* [TASK INSTRUCTIONS] Retype the lines of the listing below exactly as they appear, leaving out the picture itself.

* [Point labeling examples]
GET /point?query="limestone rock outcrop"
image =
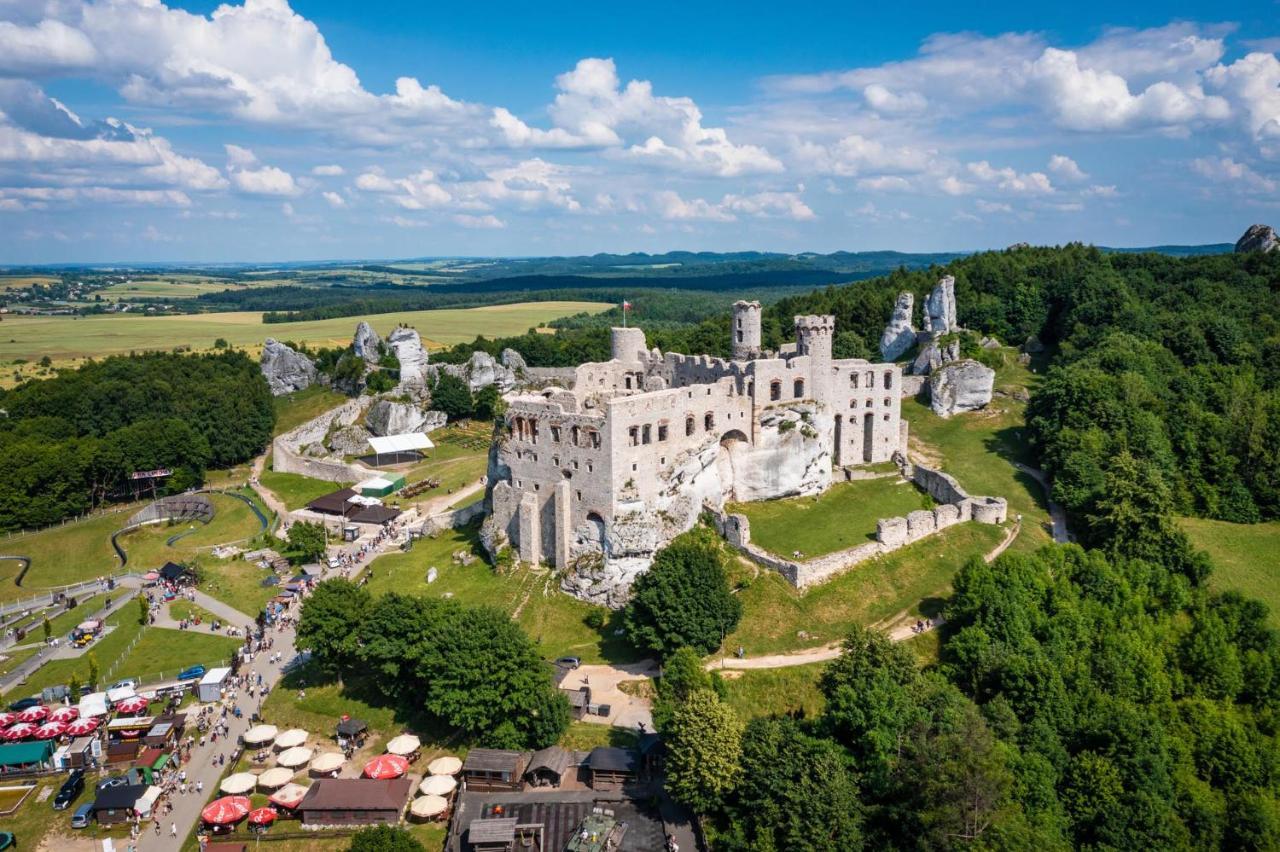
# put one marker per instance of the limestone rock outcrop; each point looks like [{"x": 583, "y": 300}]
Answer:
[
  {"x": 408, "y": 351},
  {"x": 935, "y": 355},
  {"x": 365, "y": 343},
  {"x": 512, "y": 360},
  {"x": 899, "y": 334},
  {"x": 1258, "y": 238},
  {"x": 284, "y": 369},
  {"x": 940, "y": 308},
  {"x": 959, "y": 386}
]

* [RESPONSE]
GET /point?query="limestone rock outcrop"
image =
# put one marker per instance of the limestone rock outcrop; each point looks like [{"x": 583, "y": 300}]
Answer:
[
  {"x": 408, "y": 351},
  {"x": 935, "y": 355},
  {"x": 365, "y": 343},
  {"x": 512, "y": 360},
  {"x": 899, "y": 334},
  {"x": 1258, "y": 238},
  {"x": 284, "y": 369},
  {"x": 940, "y": 308},
  {"x": 959, "y": 386}
]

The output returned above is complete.